— Start Data —

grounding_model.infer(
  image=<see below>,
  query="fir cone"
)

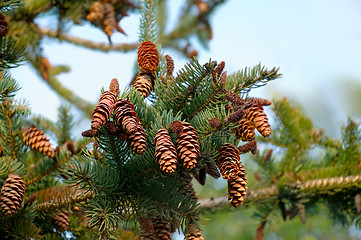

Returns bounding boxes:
[138,41,159,73]
[206,161,221,179]
[245,103,271,137]
[185,223,204,240]
[234,118,256,142]
[212,61,226,85]
[217,143,241,180]
[113,99,139,134]
[176,122,199,169]
[228,172,247,207]
[154,128,178,174]
[91,90,116,129]
[0,173,25,217]
[165,55,174,83]
[153,218,172,240]
[238,140,257,154]
[22,126,55,158]
[128,125,147,154]
[0,13,9,39]
[133,72,155,97]
[53,212,69,232]
[109,78,120,98]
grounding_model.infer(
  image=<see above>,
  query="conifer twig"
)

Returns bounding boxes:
[40,28,138,52]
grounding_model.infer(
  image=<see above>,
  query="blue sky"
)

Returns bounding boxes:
[12,0,361,136]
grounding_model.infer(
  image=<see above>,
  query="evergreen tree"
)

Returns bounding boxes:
[0,0,361,239]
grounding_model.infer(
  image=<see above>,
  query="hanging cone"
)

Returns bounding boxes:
[53,212,69,232]
[133,72,155,97]
[153,218,172,240]
[128,125,147,154]
[234,118,256,142]
[137,41,159,73]
[176,122,199,169]
[154,128,178,174]
[245,102,271,137]
[113,99,139,134]
[228,164,247,207]
[217,143,241,180]
[91,90,116,129]
[185,223,204,240]
[109,78,120,99]
[0,14,9,39]
[0,173,25,217]
[22,126,55,158]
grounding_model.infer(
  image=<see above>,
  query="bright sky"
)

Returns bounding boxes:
[12,0,361,136]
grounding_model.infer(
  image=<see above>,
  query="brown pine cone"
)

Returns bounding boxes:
[154,128,178,174]
[176,122,199,169]
[0,173,25,217]
[234,118,256,142]
[128,125,147,154]
[153,218,172,240]
[113,99,139,134]
[217,143,241,180]
[133,72,155,97]
[109,78,120,98]
[244,102,271,137]
[138,41,159,73]
[91,90,116,129]
[228,172,247,207]
[22,126,55,158]
[53,212,69,232]
[185,223,204,240]
[0,13,9,39]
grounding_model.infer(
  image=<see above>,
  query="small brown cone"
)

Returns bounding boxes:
[245,103,271,137]
[109,78,120,98]
[22,126,55,158]
[113,99,139,134]
[128,125,147,154]
[153,218,172,240]
[234,118,256,142]
[91,90,116,129]
[0,14,9,39]
[154,128,178,174]
[0,173,25,217]
[53,212,69,232]
[137,41,159,73]
[228,172,247,207]
[217,143,241,180]
[133,72,155,97]
[185,223,204,240]
[176,122,199,169]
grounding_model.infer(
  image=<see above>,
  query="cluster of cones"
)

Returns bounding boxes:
[154,121,199,174]
[133,41,159,97]
[82,78,147,154]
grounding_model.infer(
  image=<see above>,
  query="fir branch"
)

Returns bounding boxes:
[40,28,138,53]
[0,71,20,101]
[34,190,94,214]
[139,0,159,43]
[226,63,282,98]
[0,36,25,70]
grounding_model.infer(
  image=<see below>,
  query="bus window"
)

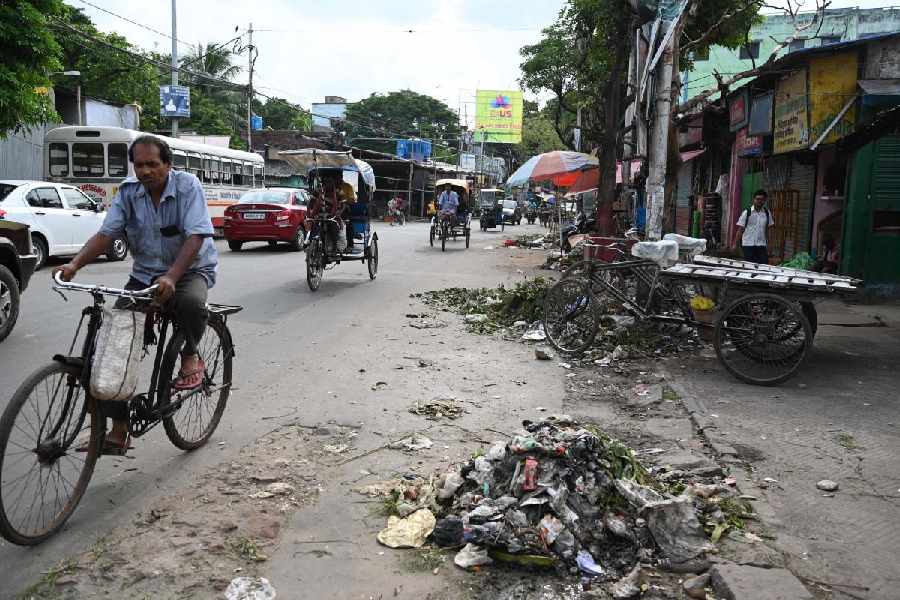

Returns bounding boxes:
[50,143,69,177]
[106,144,128,177]
[188,154,202,177]
[72,143,104,177]
[200,156,212,183]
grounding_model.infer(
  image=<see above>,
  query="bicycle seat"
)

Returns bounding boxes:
[206,303,244,315]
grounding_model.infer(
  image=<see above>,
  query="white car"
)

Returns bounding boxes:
[0,180,128,270]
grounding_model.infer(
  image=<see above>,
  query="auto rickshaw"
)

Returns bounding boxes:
[478,188,506,231]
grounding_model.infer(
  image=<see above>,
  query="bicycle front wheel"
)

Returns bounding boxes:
[157,315,234,450]
[0,362,105,546]
[544,277,600,354]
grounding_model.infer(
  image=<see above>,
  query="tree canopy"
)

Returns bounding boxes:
[344,90,459,160]
[0,0,63,138]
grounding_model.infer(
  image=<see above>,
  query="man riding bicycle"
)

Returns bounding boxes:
[54,135,218,451]
[438,184,459,225]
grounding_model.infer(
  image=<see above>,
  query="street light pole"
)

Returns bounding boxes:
[172,0,178,138]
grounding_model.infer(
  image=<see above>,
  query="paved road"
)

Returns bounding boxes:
[0,219,549,598]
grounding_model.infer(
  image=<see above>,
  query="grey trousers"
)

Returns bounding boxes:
[125,273,209,355]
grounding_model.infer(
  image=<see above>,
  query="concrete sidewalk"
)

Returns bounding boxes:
[667,302,900,600]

— End Data —

Exercise prompt ▸ Rename "bounding boxes" to "box coordinates" throughout the rows above and change nothing else. Leave the pictures out of your answer.

Finished exercise ▸
grounding_model.infer(
  image=<see below>,
  query="fir cone"
)


Returns box coordinates:
[138,41,159,73]
[206,161,221,179]
[245,103,271,137]
[185,223,204,240]
[234,118,256,142]
[212,61,226,85]
[217,143,241,180]
[113,99,139,134]
[176,122,199,169]
[228,172,247,207]
[154,128,178,174]
[91,90,116,129]
[0,173,25,217]
[165,55,174,83]
[153,218,172,240]
[238,140,257,154]
[22,126,55,158]
[128,125,147,154]
[0,13,9,39]
[133,72,155,97]
[53,212,69,232]
[109,78,120,98]
grounding_model.infer(
  image=<see above>,
  query="conifer twig"
)

Returns box coordinates:
[40,28,138,52]
grounding_model.infer(
  image=<see above>,
  query="blue sky"
)

Returns box coordinates:
[12,0,361,136]
grounding_model.infer(
  image=<see above>,
  query="evergreen tree"
)

Returns box coordinates:
[0,0,361,239]
grounding_model.infer(
  image=<see above>,
  query="hanging cone"
)

Returns box coordinates:
[53,212,69,232]
[133,72,155,97]
[153,218,172,240]
[128,125,147,154]
[234,118,256,142]
[137,41,159,73]
[176,122,199,169]
[154,128,178,174]
[245,102,271,137]
[113,99,139,134]
[228,164,247,207]
[217,143,241,180]
[91,90,116,129]
[185,223,204,240]
[109,78,120,99]
[0,14,9,39]
[0,173,25,217]
[22,126,55,158]
grounding_model.infer(
  image=<see above>,
  query="bright sky"
)

Returns box coordinates:
[12,0,361,136]
grounding_model.infer(
  image=<see above>,
  query="brown pine cone"
)

Returns box coordinates:
[154,128,178,174]
[176,122,199,169]
[0,173,25,217]
[234,118,256,142]
[128,125,147,154]
[153,218,172,240]
[113,99,139,134]
[217,143,241,180]
[133,72,155,97]
[109,78,120,98]
[244,102,271,137]
[138,41,159,73]
[91,90,116,129]
[228,172,247,207]
[22,126,55,158]
[53,212,69,232]
[185,223,204,240]
[0,13,9,39]
grounding_model.infer(
  image=<see above>,
  query="small brown cone"
)

Returns box coordinates:
[245,103,271,137]
[109,78,120,98]
[22,126,55,158]
[113,99,139,134]
[128,125,147,154]
[153,218,172,240]
[234,118,256,142]
[91,90,116,129]
[0,14,9,39]
[154,128,178,174]
[0,173,25,217]
[53,212,69,232]
[137,41,159,73]
[228,172,247,207]
[217,143,241,180]
[133,72,155,97]
[185,223,204,240]
[176,122,199,169]
grounding_model.infer(
  image=<see above>,
  query="cluster of cones"
)

Returns box coordinates:
[154,121,199,174]
[133,41,159,97]
[82,78,147,154]
grounding_model.infer(
  image=<see above>,
  query="fir branch"
)

Returns box coordinates:
[40,28,138,53]
[0,71,20,101]
[34,190,94,214]
[139,0,159,43]
[226,63,282,98]
[0,36,25,70]
grounding_model.infer(
  image=<see below>,
  query="bus window"
)


Returns box coordinates:
[50,143,69,177]
[106,144,128,177]
[188,154,202,177]
[72,143,104,177]
[200,156,212,183]
grounding_model.infer(
  image=<see above>,
  query="bicycle seat"
)

Returns box coordinates:
[206,303,244,315]
grounding_model.infer(
  image=<see above>,
  query="white car"
)

Returns box coordinates:
[0,180,128,270]
grounding_model.infer(
  image=<see above>,
  query="auto rickshaw"
)

Returns box coordinates:
[478,188,506,231]
grounding_model.infer(
  image=<see above>,
  query="bicycle front wheel"
)

Returns box coordinates:
[157,315,234,450]
[0,362,105,546]
[544,277,600,354]
grounding_model.infer(
  image=<see above>,
  query="tree canopy"
)

Returns box coordinates:
[344,90,459,160]
[0,0,63,138]
grounding_model.infer(
  image=<see above>,
  query="man riding bicycle"
)

Returns box coordinates:
[54,135,218,451]
[438,184,459,225]
grounding_model.infer(
  image=<see above>,
  query="street light pole"
)

Returns box coordinates:
[172,0,178,138]
grounding_model.infer(
  image=<see above>,
  query="paved road"
)

Returns box coordinates:
[0,219,549,598]
grounding_model.infer(
  image=<see above>,
  query="grey trousers"
)

Returns box coordinates:
[125,273,209,355]
grounding_model.infer(
  image=<see above>,
  query="concrete sidewalk"
)

Returns box coordinates:
[667,302,900,600]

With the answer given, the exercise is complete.